# [GOAL OF THE EXERCISE]
Give every line of the records below as a JSON list of strings, one string per line, with blank lines and the picture lines left out.

# [SUPPLIED DATA]
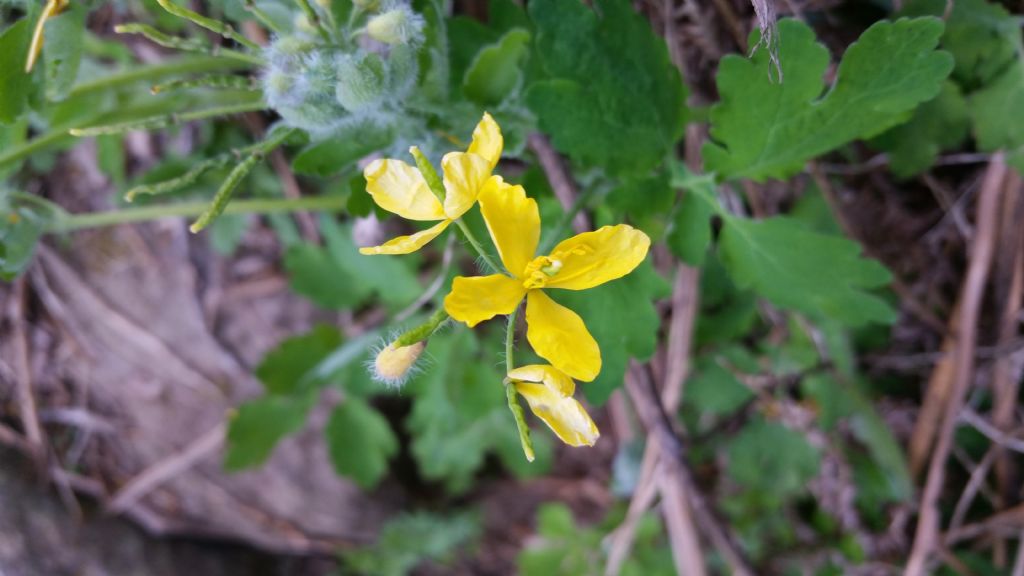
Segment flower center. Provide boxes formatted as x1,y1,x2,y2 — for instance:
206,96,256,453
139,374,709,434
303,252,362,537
522,256,562,290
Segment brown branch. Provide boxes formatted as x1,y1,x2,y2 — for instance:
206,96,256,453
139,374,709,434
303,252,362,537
526,134,591,233
903,154,1007,576
626,361,754,576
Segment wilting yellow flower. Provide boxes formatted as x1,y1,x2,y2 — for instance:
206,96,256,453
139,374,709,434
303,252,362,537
359,113,504,254
508,364,601,446
25,0,71,73
444,176,650,381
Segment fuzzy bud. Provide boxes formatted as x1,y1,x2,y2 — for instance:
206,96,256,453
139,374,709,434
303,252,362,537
373,342,426,386
335,52,387,113
367,5,424,45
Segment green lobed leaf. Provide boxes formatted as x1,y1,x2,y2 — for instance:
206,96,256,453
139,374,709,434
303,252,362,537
526,0,686,173
462,29,529,106
719,216,896,326
324,398,398,489
224,393,316,470
900,0,1021,87
0,17,33,124
871,81,970,178
546,261,671,406
728,420,821,498
256,324,342,395
970,66,1024,152
702,17,952,181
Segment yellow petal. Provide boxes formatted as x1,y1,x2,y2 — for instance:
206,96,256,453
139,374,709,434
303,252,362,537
359,220,452,255
547,224,650,290
444,274,526,328
515,382,601,446
466,112,505,169
441,152,490,220
480,176,541,277
508,364,575,396
526,290,598,382
362,159,444,220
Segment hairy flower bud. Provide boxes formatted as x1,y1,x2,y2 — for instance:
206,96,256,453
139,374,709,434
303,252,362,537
335,52,387,113
373,342,426,386
367,4,424,45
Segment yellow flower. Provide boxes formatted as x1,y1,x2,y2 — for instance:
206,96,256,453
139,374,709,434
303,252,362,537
444,176,650,381
359,113,504,254
508,364,601,446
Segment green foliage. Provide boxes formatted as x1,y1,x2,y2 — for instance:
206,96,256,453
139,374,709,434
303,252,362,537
518,503,676,576
324,398,398,488
341,512,480,576
285,216,422,310
406,330,550,492
224,393,316,470
526,0,686,174
871,81,970,178
900,0,1021,87
548,262,671,406
970,65,1024,152
729,420,821,499
0,18,33,124
703,17,952,181
462,29,529,106
256,324,341,396
719,216,896,326
43,4,86,100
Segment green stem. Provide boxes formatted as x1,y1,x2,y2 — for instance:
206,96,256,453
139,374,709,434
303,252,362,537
295,0,331,43
114,23,266,66
157,0,260,50
394,307,449,347
188,128,298,234
243,0,285,36
69,100,266,137
68,55,246,98
46,196,347,234
505,306,536,462
455,218,507,276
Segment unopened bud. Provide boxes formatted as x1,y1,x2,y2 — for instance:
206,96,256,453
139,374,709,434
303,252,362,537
367,5,424,45
373,342,426,386
335,53,387,113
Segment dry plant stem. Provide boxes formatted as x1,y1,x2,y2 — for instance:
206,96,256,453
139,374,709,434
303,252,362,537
10,277,46,464
909,301,961,478
992,172,1024,504
903,154,1007,576
106,423,226,513
626,362,754,576
808,162,946,334
527,134,591,233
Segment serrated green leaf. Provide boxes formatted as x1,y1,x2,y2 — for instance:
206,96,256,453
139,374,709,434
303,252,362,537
407,330,544,493
285,239,370,310
871,81,970,178
462,29,529,106
667,165,721,266
702,17,953,181
728,420,821,498
719,216,896,326
970,63,1024,152
43,3,86,100
0,18,33,124
526,0,686,173
256,324,341,395
324,398,398,489
292,118,394,176
900,0,1021,86
546,261,671,406
224,393,316,470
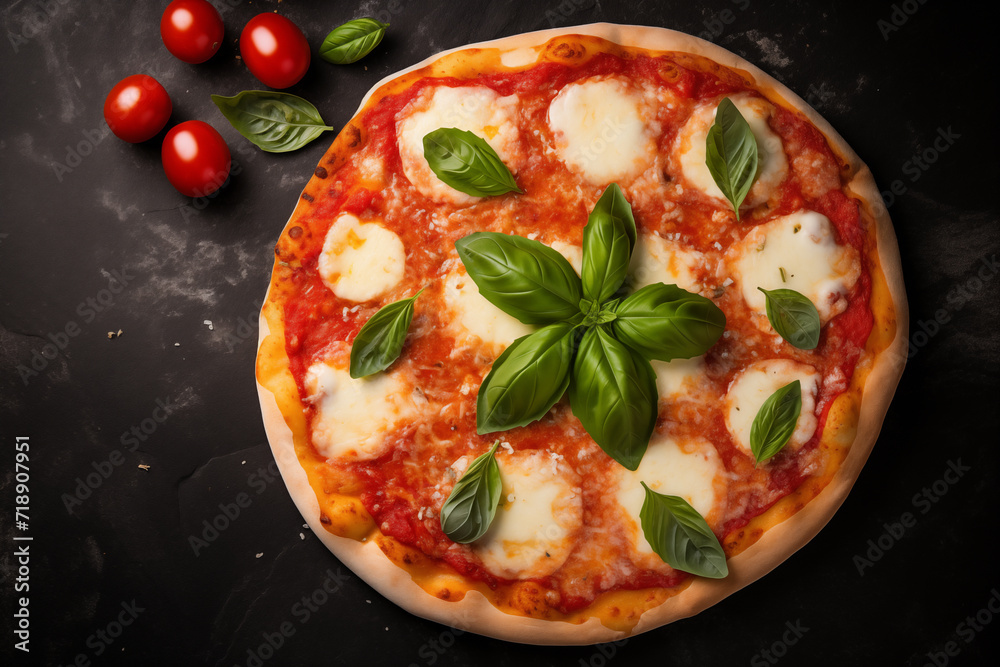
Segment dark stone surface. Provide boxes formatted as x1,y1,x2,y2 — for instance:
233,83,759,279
0,0,1000,666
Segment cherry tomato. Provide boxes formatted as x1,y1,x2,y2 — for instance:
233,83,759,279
163,120,232,197
240,13,312,88
160,0,225,65
104,74,174,144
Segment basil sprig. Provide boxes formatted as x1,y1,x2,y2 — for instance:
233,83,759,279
212,90,333,153
757,287,821,350
424,127,521,197
455,232,581,324
639,482,729,579
611,283,726,361
455,184,725,470
705,97,757,220
319,18,389,65
750,380,802,463
581,183,636,303
351,290,423,378
441,440,503,544
476,324,574,433
569,326,658,470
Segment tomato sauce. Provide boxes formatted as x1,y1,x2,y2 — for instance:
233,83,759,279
285,53,873,612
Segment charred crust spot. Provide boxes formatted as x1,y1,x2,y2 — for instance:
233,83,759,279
552,42,587,60
659,63,681,83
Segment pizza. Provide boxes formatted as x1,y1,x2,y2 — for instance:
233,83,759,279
256,24,907,644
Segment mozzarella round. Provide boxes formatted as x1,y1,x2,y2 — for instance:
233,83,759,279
305,362,417,460
473,451,583,578
396,86,523,206
614,434,726,559
673,93,788,208
629,234,705,292
319,213,406,303
444,270,535,348
549,78,656,185
725,359,820,456
729,211,861,323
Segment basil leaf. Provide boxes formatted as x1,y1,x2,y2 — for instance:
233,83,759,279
476,324,573,434
424,127,521,197
581,183,636,302
441,440,503,544
212,90,333,153
569,327,657,470
750,380,802,463
351,290,423,378
757,287,821,350
574,299,619,327
705,97,757,220
455,232,580,324
319,18,389,65
611,283,726,361
639,482,729,579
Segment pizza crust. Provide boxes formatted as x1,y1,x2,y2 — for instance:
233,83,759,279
257,23,908,645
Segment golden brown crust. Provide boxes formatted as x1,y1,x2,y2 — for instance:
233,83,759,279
257,24,908,644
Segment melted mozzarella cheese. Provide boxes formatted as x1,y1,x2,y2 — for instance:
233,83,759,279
549,78,656,185
319,213,406,302
629,234,705,292
726,359,820,455
473,451,583,578
305,362,417,460
615,434,726,555
444,271,535,347
396,86,522,206
649,355,705,398
731,211,861,322
674,93,788,207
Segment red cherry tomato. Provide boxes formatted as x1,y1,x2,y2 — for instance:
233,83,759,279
104,74,174,144
240,13,312,88
163,120,232,197
160,0,225,65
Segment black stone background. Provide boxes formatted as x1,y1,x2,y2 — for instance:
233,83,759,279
0,0,1000,666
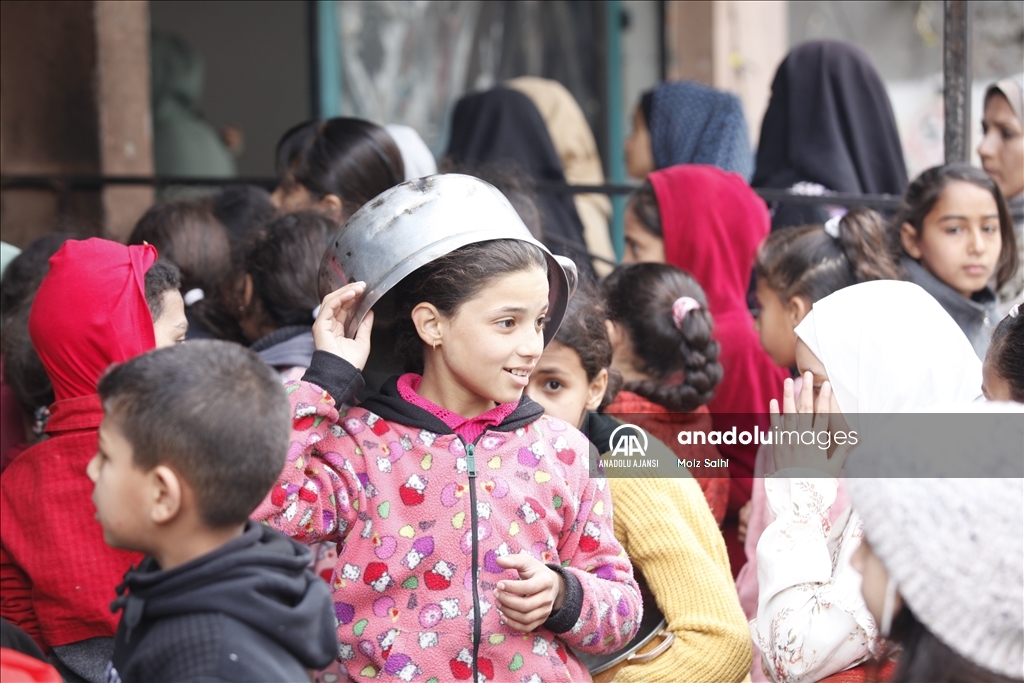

# [EXERCISE SOLUTION]
[
  "Segment flower center. Provide boxes formatted as x1,y1,x2,y2 — for instance:",
  "206,96,256,453",
  "139,374,709,434",
  "303,252,362,537",
  "522,256,562,290",
  "Segment brown branch. Provide boxes formatted as x1,y1,x2,y2 — for instance:",
  "206,96,256,453",
  "139,374,709,434",
  "303,252,362,537",
  "526,134,591,233",
  "903,154,1007,576",
  "626,361,754,576",
  "Segment wilting yellow flower. Provide boxes formatted as x1,y1,x2,y2 — for instance:",
  "206,96,256,453",
  "139,374,709,434",
  "303,252,362,537",
  "359,113,504,254",
  "508,364,601,446",
  "25,0,71,73",
  "444,176,650,381",
  "Segment fuzzy bud. Provide boxes formatted as x1,y1,x2,y2 — for instance:",
  "206,96,256,453",
  "139,374,709,434",
  "303,252,362,537",
  "373,342,426,386",
  "335,52,387,113",
  "367,5,424,45",
  "Segment green lobed leaf. Provide boxes formatted as x1,y1,x2,y2 — for instance:",
  "206,96,256,453",
  "139,374,709,434",
  "303,252,362,537",
  "526,0,686,173",
  "462,29,529,106",
  "719,216,896,326",
  "324,398,398,489",
  "224,393,316,470",
  "900,0,1021,87",
  "0,17,33,124",
  "871,81,970,178",
  "546,261,671,406",
  "728,420,821,498",
  "256,324,342,395",
  "970,66,1024,152",
  "702,17,952,181",
  "Segment yellow petal. Provide boxes formatted as x1,y1,x2,y2 — for instance:",
  "206,96,256,453",
  "139,374,709,434",
  "303,252,362,537",
  "359,220,452,255",
  "547,224,650,290",
  "444,274,526,328",
  "515,382,601,446",
  "466,112,505,169",
  "441,152,490,220",
  "480,176,541,277",
  "508,364,575,396",
  "526,290,598,382",
  "362,159,444,220",
  "Segment hairy flower bud. Provide boxes formatted as x1,y1,x2,y2 — for instance:",
  "206,96,256,453",
  "139,374,709,434",
  "303,252,362,537",
  "335,52,387,113",
  "373,342,426,386",
  "367,4,424,45",
  "Segment yellow flower. Provide boxes formatted as x1,y1,x2,y2 — for instance:",
  "206,96,256,453",
  "139,374,709,434",
  "303,252,362,537",
  "444,176,650,381",
  "359,113,504,254",
  "508,364,601,446",
  "Segment green foliage. Provide boxes formatted as x1,y1,x2,y2 — for instance:",
  "206,96,256,453",
  "139,374,709,434",
  "303,252,362,537",
  "518,503,676,576",
  "324,398,398,488",
  "341,512,480,576",
  "285,216,422,310",
  "406,330,550,492",
  "224,393,316,470",
  "526,0,686,174",
  "871,81,970,178",
  "900,0,1021,87",
  "548,262,671,406",
  "970,65,1024,152",
  "729,420,821,499",
  "0,18,33,124",
  "703,17,952,181",
  "462,29,529,106",
  "256,324,341,396",
  "719,216,896,326",
  "43,4,86,100",
  "Segment green stem. Provide boxes formatted as x1,y1,x2,y2 — for instance:",
  "206,96,256,453",
  "139,374,709,434",
  "303,252,362,537",
  "295,0,331,43",
  "114,23,266,66",
  "157,0,260,50",
  "394,307,449,347",
  "188,128,298,234",
  "243,0,285,36",
  "69,100,266,137",
  "68,55,246,98",
  "46,196,347,234",
  "505,306,536,462",
  "455,218,507,276",
  "Segment unopened bud. Provide boxes formatted as x1,y1,x2,y2 — for instance:",
  "206,96,256,453",
  "139,374,709,434",
  "303,252,362,537",
  "367,5,424,45",
  "373,342,426,386",
  "335,53,387,113",
  "Segment dry plant stem. Provide boxes formatted as x1,y1,x2,y2 — for instance:",
  "206,96,256,453",
  "139,374,709,434",
  "303,252,362,537",
  "10,277,46,464",
  "909,301,961,478",
  "992,172,1024,504",
  "903,154,1007,576",
  "106,423,226,513",
  "626,362,754,576",
  "808,162,946,334",
  "527,134,591,233",
  "Segment serrated green leaf. Provide boxes formatted as x1,y1,x2,y2 — for instance:",
  "206,96,256,453",
  "139,374,709,434",
  "303,252,362,537",
  "407,330,544,493",
  "285,239,370,310",
  "871,81,970,178",
  "462,29,529,106",
  "667,165,721,266",
  "702,17,953,181",
  "728,420,821,498",
  "719,216,896,326",
  "970,63,1024,152",
  "43,3,86,100",
  "0,18,33,124",
  "526,0,686,173",
  "256,324,341,395",
  "324,398,398,489",
  "292,118,394,176",
  "900,0,1021,86",
  "546,261,671,406",
  "224,393,316,470",
  "Segment dark stone surface. Provide boxes formatted as x1,y1,x2,y2 — for instance:",
  "233,83,759,279",
  "0,0,1000,666",
  "Segment cherry tomato. Provide boxes formatted as x1,y1,x2,y2 — for instance:",
  "233,83,759,279",
  "163,120,232,197",
  "240,13,312,88",
  "160,0,225,65",
  "104,74,174,144",
  "Segment basil sprig. Provide boxes formatted as x1,y1,x2,y2 — for instance:",
  "233,83,759,279",
  "212,90,333,153",
  "757,287,821,350",
  "424,127,521,197",
  "455,232,581,324",
  "639,482,729,579",
  "611,283,726,361",
  "455,184,725,470",
  "705,97,757,220",
  "319,18,389,65",
  "750,380,802,463",
  "581,183,636,303",
  "351,290,423,378",
  "441,440,503,544",
  "476,324,574,433",
  "569,326,658,470",
  "Segment tomato sauce. Provide boxes formatted as x1,y1,x2,y2 — for instance:",
  "233,83,759,279",
  "285,53,873,612",
  "Segment charred crust spot. Provide boxes formatted as x1,y1,x2,y2 — for instance:",
  "233,83,759,279",
  "552,42,587,60",
  "659,63,681,83",
  "Segment pizza. Provide boxes formatted as x1,y1,x2,y2 — for instance:",
  "233,83,759,279",
  "256,24,907,644",
  "Segment mozzarella round. Provide boxes formatted as x1,y1,x2,y2 — for instance:",
  "233,83,759,279",
  "305,362,417,460",
  "473,451,583,578",
  "396,86,523,206",
  "614,434,726,559",
  "673,93,788,208",
  "629,234,705,292",
  "319,213,406,303",
  "444,270,535,348",
  "549,78,656,185",
  "725,359,820,456",
  "729,211,861,323",
  "Segment basil leaf. Provide boxes formatted as x1,y1,x2,y2 — for instance:",
  "233,83,759,279",
  "476,324,573,434",
  "424,127,521,197",
  "581,183,636,302",
  "441,440,503,544",
  "212,90,333,153",
  "569,327,657,470",
  "750,380,802,463",
  "351,290,423,378",
  "757,287,821,350",
  "574,299,619,327",
  "705,97,757,220",
  "455,232,580,324",
  "319,18,389,65",
  "611,283,726,361",
  "639,482,729,579",
  "Segment pizza crust. Provide boxes formatted as x1,y1,x2,y2 — for instance:",
  "233,83,759,279",
  "257,23,908,645",
  "Segment golden brown crust. Provide boxes formatted as x1,y1,x2,y2 — for instance:",
  "233,83,759,279",
  "257,24,908,644",
  "Segment melted mozzarella cheese. Provide boxes formatted as x1,y1,x2,y2 — for instance:",
  "233,83,759,279",
  "549,78,656,185",
  "319,213,406,302",
  "629,234,705,292",
  "726,359,820,455",
  "473,451,583,578",
  "305,362,417,460",
  "615,434,726,555",
  "444,271,535,347",
  "396,86,522,206",
  "649,355,705,398",
  "731,211,861,322",
  "674,93,788,207",
  "Segment red cherry tomato. Provide boxes formatted as x1,y1,x2,y2 — for instance:",
  "233,83,759,279",
  "104,74,174,144",
  "240,13,312,88",
  "163,120,232,197",
  "160,0,225,65",
  "Segment black stone background. Provide boxes formatted as x1,y1,x2,y2 — for instance:",
  "233,83,759,279",
  "0,0,1000,666"
]